** Start of Provided data **
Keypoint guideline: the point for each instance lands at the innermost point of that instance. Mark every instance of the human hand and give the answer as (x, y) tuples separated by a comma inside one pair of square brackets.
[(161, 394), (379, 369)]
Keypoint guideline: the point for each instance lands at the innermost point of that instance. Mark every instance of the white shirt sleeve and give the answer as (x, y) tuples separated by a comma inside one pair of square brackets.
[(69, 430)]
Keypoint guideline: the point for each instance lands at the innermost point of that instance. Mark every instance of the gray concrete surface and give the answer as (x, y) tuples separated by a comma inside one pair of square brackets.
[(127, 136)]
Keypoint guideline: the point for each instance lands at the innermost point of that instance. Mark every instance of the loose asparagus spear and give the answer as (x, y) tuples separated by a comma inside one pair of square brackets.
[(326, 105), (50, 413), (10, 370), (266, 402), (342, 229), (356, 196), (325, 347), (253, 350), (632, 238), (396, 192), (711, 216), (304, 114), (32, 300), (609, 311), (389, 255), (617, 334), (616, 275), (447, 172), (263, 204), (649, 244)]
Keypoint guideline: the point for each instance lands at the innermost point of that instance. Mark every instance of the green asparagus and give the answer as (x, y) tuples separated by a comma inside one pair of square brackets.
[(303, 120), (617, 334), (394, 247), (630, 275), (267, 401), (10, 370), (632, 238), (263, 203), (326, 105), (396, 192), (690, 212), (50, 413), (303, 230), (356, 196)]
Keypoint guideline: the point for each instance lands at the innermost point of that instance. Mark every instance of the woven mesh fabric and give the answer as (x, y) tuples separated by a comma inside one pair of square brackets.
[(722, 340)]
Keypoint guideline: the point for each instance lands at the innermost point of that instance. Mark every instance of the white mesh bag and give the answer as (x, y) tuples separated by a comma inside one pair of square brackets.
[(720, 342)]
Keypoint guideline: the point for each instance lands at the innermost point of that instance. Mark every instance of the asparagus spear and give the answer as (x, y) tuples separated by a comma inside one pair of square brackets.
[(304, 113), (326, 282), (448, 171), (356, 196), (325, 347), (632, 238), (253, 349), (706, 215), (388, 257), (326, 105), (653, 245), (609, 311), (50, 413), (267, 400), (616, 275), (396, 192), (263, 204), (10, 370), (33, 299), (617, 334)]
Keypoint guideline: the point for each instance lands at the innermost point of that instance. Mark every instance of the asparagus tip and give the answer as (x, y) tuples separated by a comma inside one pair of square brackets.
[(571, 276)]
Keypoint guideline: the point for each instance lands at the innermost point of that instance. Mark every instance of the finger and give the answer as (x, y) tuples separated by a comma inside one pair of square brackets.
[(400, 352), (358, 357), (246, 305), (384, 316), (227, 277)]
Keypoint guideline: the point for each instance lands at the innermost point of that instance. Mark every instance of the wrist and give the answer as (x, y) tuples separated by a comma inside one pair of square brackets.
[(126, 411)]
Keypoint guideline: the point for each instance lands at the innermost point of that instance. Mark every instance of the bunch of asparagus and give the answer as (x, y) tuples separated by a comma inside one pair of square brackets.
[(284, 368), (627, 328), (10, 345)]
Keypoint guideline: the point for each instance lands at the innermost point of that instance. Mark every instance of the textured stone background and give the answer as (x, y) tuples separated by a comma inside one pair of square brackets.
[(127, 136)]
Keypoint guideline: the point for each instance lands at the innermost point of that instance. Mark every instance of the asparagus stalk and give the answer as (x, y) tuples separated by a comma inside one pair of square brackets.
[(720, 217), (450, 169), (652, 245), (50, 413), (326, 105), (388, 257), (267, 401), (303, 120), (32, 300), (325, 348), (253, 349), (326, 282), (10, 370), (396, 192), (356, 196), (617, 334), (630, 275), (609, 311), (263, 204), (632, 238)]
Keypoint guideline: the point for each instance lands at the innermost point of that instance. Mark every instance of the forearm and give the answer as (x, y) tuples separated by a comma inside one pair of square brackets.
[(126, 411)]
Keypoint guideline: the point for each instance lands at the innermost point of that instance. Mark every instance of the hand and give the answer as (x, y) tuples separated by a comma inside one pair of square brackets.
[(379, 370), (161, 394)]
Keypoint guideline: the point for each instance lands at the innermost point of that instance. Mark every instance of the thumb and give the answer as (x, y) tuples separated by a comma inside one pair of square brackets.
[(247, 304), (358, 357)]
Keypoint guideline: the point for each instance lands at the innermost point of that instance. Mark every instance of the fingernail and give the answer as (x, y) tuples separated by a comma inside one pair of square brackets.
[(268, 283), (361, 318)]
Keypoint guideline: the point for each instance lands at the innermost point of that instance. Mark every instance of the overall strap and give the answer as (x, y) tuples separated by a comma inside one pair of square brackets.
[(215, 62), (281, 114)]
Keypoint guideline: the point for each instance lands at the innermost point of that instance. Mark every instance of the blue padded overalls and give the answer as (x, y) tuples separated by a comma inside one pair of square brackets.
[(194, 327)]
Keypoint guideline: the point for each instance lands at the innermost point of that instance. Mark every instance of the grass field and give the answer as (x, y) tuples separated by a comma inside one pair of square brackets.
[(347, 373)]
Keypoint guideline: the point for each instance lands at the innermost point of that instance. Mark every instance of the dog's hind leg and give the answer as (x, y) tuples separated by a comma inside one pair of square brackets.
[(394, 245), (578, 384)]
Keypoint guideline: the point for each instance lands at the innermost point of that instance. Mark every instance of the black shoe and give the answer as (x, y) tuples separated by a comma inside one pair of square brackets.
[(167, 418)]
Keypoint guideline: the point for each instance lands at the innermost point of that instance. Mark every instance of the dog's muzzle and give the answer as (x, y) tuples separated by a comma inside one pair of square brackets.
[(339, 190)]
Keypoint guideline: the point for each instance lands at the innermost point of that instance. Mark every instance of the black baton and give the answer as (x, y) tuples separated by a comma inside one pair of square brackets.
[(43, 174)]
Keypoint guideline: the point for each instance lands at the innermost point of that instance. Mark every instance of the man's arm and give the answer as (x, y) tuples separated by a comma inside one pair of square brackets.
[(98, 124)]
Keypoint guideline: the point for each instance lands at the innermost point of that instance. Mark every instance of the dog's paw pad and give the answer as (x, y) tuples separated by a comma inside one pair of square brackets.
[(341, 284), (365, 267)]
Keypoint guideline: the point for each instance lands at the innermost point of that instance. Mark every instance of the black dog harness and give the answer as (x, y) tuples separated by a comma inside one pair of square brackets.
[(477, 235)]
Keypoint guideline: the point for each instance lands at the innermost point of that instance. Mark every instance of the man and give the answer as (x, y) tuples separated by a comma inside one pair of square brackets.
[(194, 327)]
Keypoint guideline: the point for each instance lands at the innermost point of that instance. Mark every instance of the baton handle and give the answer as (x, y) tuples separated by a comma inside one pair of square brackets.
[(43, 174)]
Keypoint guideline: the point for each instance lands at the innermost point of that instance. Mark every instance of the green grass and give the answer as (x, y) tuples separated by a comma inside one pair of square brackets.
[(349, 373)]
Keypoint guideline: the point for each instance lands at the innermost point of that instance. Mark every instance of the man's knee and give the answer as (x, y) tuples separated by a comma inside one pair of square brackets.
** End of Provided data **
Task description: Render the records above as a Markdown table with two columns, Row and Line. Number each row, give the line beside it, and leave out blank lines.

Expected answer:
| Row | Line |
|---|---|
| 1 | Keypoint guideline: the point for each instance lands at the innermost point of that instance. Mark every instance of the human hand and give the answer as (x, y) tuples separated by a comma inside one pair of square brackets. |
| 2 | [(161, 394), (379, 369)] |
| 3 | Keypoint guideline: the point for each instance lands at the innermost point of that instance. Mark every instance of the white shirt sleeve and give the answer as (x, y) tuples separated by a comma inside one pair of square brackets. |
| 4 | [(69, 430)] |
| 5 | Keypoint guideline: the point for each instance lands at the innermost point of that instance. Mark every instance of the gray concrete surface and give the answer as (x, y) tuples separated by a comma inside one pair of square brackets. |
| 6 | [(127, 136)] |
| 7 | Keypoint guideline: the point for each instance lands at the innermost point of that instance. Mark every instance of the loose asparagus spear and give the answer as (x, y) tuples separated by a comma inside one pair of square brackets. |
| 8 | [(326, 105), (50, 413), (10, 370), (266, 402), (342, 229), (356, 196), (325, 347), (253, 350), (632, 238), (396, 192), (711, 216), (304, 114), (32, 300), (609, 311), (389, 255), (617, 334), (616, 275), (447, 172), (263, 204), (649, 244)] |
| 9 | Keypoint guideline: the point for each instance lands at the innermost point of that instance. Mark every instance of the green asparagus and give the answer as (x, y) tuples separated by a comma inside one pair of square brackets. |
| 10 | [(303, 120), (617, 334), (394, 247), (630, 275), (267, 401), (10, 370), (632, 238), (263, 203), (326, 105), (396, 192), (690, 212), (50, 413), (303, 230), (356, 196)] |
| 11 | Keypoint guideline: the point for each instance lands at the innermost point of that instance. Mark every instance of the woven mesh fabric and give the answer as (x, y) tuples separated by a comma inside one pair of square brackets. |
| 12 | [(722, 340)] |
| 13 | Keypoint guideline: the point for each instance lands at the innermost point of that instance. Mark every instance of the white mesh bag and give the answer as (x, y) tuples separated by a comma inside one pair of square brackets. |
| 14 | [(720, 342)] |
| 15 | Keypoint guideline: the point for each instance lands at the innermost point of that instance. Mark every instance of the asparagus spear and give the answer as (x, y) tuples separated by a comma inside one pair of square brackets. |
| 16 | [(304, 113), (326, 282), (448, 171), (356, 196), (325, 347), (632, 238), (253, 349), (706, 215), (388, 257), (326, 105), (653, 245), (609, 311), (50, 413), (267, 400), (616, 275), (396, 192), (263, 204), (10, 370), (33, 299), (617, 334)] |
| 17 | Keypoint guideline: the point for each instance lands at the innermost point of that instance. Mark every instance of the asparagus tip and give the answer as (x, y) tuples separated by a comma inside one pair of square brackets. |
| 18 | [(571, 276)] |
| 19 | Keypoint guideline: the point for each instance lands at the innermost point of that instance. Mark every instance of the finger and give the answer as (x, y) tuples separated by a comma inside one pair of square brackets. |
| 20 | [(400, 352), (358, 357), (246, 305), (384, 316), (227, 277)] |
| 21 | Keypoint guideline: the point for each instance lands at the innermost point of that instance. Mark every instance of the wrist and give the answer as (x, y) tuples separated by a comma inside one pair of square brackets. |
| 22 | [(126, 411)] |
| 23 | Keypoint guideline: the point for each instance lands at the innermost point of that instance. Mark every instance of the bunch of asparagus and give the answer as (x, y) tuples separated by a comma inside one pair of square brackets. |
| 24 | [(284, 368), (627, 328), (10, 345)] |
| 25 | Keypoint guideline: the point for each instance lands at the innermost point of that instance. Mark every instance of the textured stone background and give the answer as (x, y) tuples separated by a comma inside one pair of square brackets. |
| 26 | [(127, 136)] |
| 27 | Keypoint guideline: the point for each instance lands at the innermost point of that instance. Mark every instance of the asparagus stalk and give the answer as (x, y) tuples separated by a comma inside one pair of square brackets. |
| 28 | [(720, 217), (450, 169), (652, 245), (50, 413), (326, 105), (388, 257), (267, 401), (303, 120), (32, 300), (325, 348), (253, 349), (326, 282), (10, 370), (396, 192), (356, 196), (617, 334), (630, 275), (609, 311), (263, 204), (632, 238)] |
| 29 | Keypoint guideline: the point for each instance lands at the innermost point of that instance. Mark every instance of the forearm and give the answer as (x, y) tuples separated by a comma inside one pair of square brackets. |
| 30 | [(126, 411)] |
| 31 | Keypoint guideline: the point for each instance lands at the innermost point of that instance. Mark every instance of the hand and give the answer as (x, y) tuples separated by a comma inside one pair of square brackets. |
| 32 | [(379, 370), (161, 394)] |
| 33 | Keypoint guideline: the point for each instance lands at the innermost point of that instance. Mark every instance of the thumb and give the answer as (x, y) tuples separated by a comma inside one pair of square brackets. |
| 34 | [(247, 304), (358, 357)] |
| 35 | Keypoint guideline: the point for each instance lands at the innermost point of that instance. Mark every instance of the fingernail and give the answer as (x, y) tuples separated by a comma inside one pair of square brackets. |
| 36 | [(268, 283), (361, 318)] |
| 37 | Keypoint guideline: the point for each instance lands at the innermost point of that instance. Mark every instance of the overall strap and give the answer as (x, y) tuples separated by a comma inside one pair of square brackets. |
| 38 | [(215, 62), (281, 114)] |
| 39 | Keypoint guideline: the point for each instance lands at the innermost point of that instance. Mark every instance of the blue padded overalls and give the answer as (x, y) tuples separated by a comma inside one pair of square brackets. |
| 40 | [(194, 327)] |
| 41 | Keypoint guideline: the point for each instance lands at the innermost point of that instance. Mark every instance of the grass field and give the answer as (x, y) tuples separated by a comma inside one pair of square brackets. |
| 42 | [(347, 373)] |
| 43 | Keypoint guideline: the point for each instance lands at the innermost point of that instance. Mark every instance of the dog's hind leg and give the answer as (x, y) tuples separated by a comma inside one pair of square brackets. |
| 44 | [(394, 245), (578, 384)] |
| 45 | Keypoint guideline: the point for each instance lands at the innermost point of that instance. Mark every instance of the black shoe and give the answer as (x, y) tuples separated by a comma inside one pair of square brackets. |
| 46 | [(167, 418)] |
| 47 | Keypoint guideline: the point for each instance lands at the innermost point of that instance. Mark every instance of the dog's muzzle and give the answer as (x, y) tuples separated by a comma inside one pair of square brackets. |
| 48 | [(339, 190)] |
| 49 | Keypoint guideline: the point for each instance lands at the innermost point of that instance. Mark every instance of the black baton and give the answer as (x, y) tuples separated by a comma inside one pair of square brackets. |
| 50 | [(43, 174)] |
| 51 | Keypoint guideline: the point for each instance lands at the innermost point of that instance. Mark every instance of the man's arm and give the answer as (x, y) tuples separated by a comma inside one pair of square brackets. |
| 52 | [(98, 124)] |
| 53 | Keypoint guideline: the point for each instance lands at the innermost point of that instance. Mark every instance of the dog's paw pad and give the answer as (x, y) tuples separated by a comma inside one pair of square brackets. |
| 54 | [(341, 284), (365, 267)] |
| 55 | Keypoint guideline: the point for each instance lands at the innermost point of that instance. Mark every instance of the black dog harness and give the answer as (x, y) tuples separated by a comma inside one pair of square brackets. |
| 56 | [(477, 235)] |
| 57 | Keypoint guideline: the point for each instance lands at the innermost point of that instance. Mark every instance of the man and give the answer as (x, y) tuples separated by a comma inside one pair of square brackets. |
| 58 | [(194, 327)] |
| 59 | Keypoint guideline: the point for each instance lands at the innermost point of that instance. Mark every instance of the baton handle and give the answer as (x, y) tuples separated by a comma inside one pair of square brackets. |
| 60 | [(43, 174)] |
| 61 | Keypoint guideline: the point for each instance lands at the innermost point of that instance. Mark every instance of the green grass and give the answer as (x, y) tuples separated by a comma inside one pair of square brackets. |
| 62 | [(349, 373)] |
| 63 | Keypoint guideline: the point for each instance lands at the innermost point of that instance. Mark every instance of the man's knee and give the answer as (x, y) tuples separated by a comma inside one pair of square brackets. |